== Yazı ==
Uygar'ın arabasını çarptım
Yanlış hatırlamıyorsam yıl 1994 idi. O yıllarda henüz Mersin'den geleli iki yıl olmuştu. Ve ben büyükşehir şokunu atlatmaya çalışıyordum. O yıllarda yayınlanan 'Free' isimli müzik dergisinde, benimle aynı okulda okuyan ve derginin moda çekimlerini yapan Gökçe arkadaşımın torpiliyle iş buldum. Sonra hayatın bir takım Bizans oyunlarına girdim ve kendimi Tarkan'ın basın danışmanı olarak buldum. 18 yaşımdayım, Tarkan çok meşhur ve biz turnelere filan gidiyoruz...
===
● **Yapılacak İş**
Yazıda adı geçen kişiler kimlerdir? Hepsini sıralayın. Yazıdan sonra gelen malzeme, yazıdan ayrı ve bağımsızdır.
== Veri Seti Kesiti ==
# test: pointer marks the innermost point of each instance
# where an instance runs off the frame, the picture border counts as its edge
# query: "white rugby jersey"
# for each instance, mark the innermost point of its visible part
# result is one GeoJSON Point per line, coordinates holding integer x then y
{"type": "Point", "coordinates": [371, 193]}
===
== Veri Seti Kesiti ==
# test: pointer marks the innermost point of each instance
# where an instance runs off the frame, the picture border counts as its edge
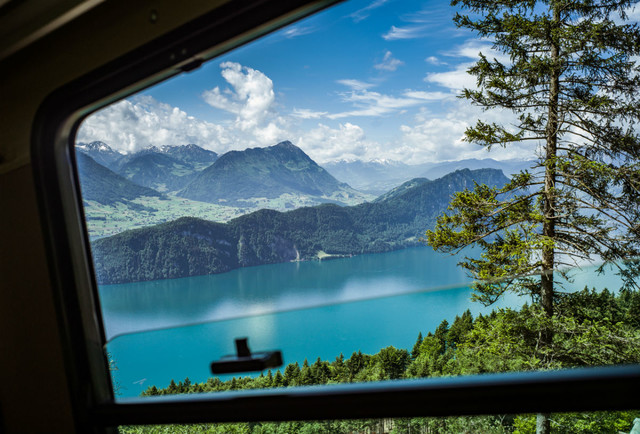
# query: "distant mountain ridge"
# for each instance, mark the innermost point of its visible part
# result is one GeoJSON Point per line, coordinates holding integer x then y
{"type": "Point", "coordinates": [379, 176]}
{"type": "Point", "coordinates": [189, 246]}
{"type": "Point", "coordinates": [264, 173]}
===
● **Alıştırma Yanıtı**
Uygar, Gökçe, Tarkan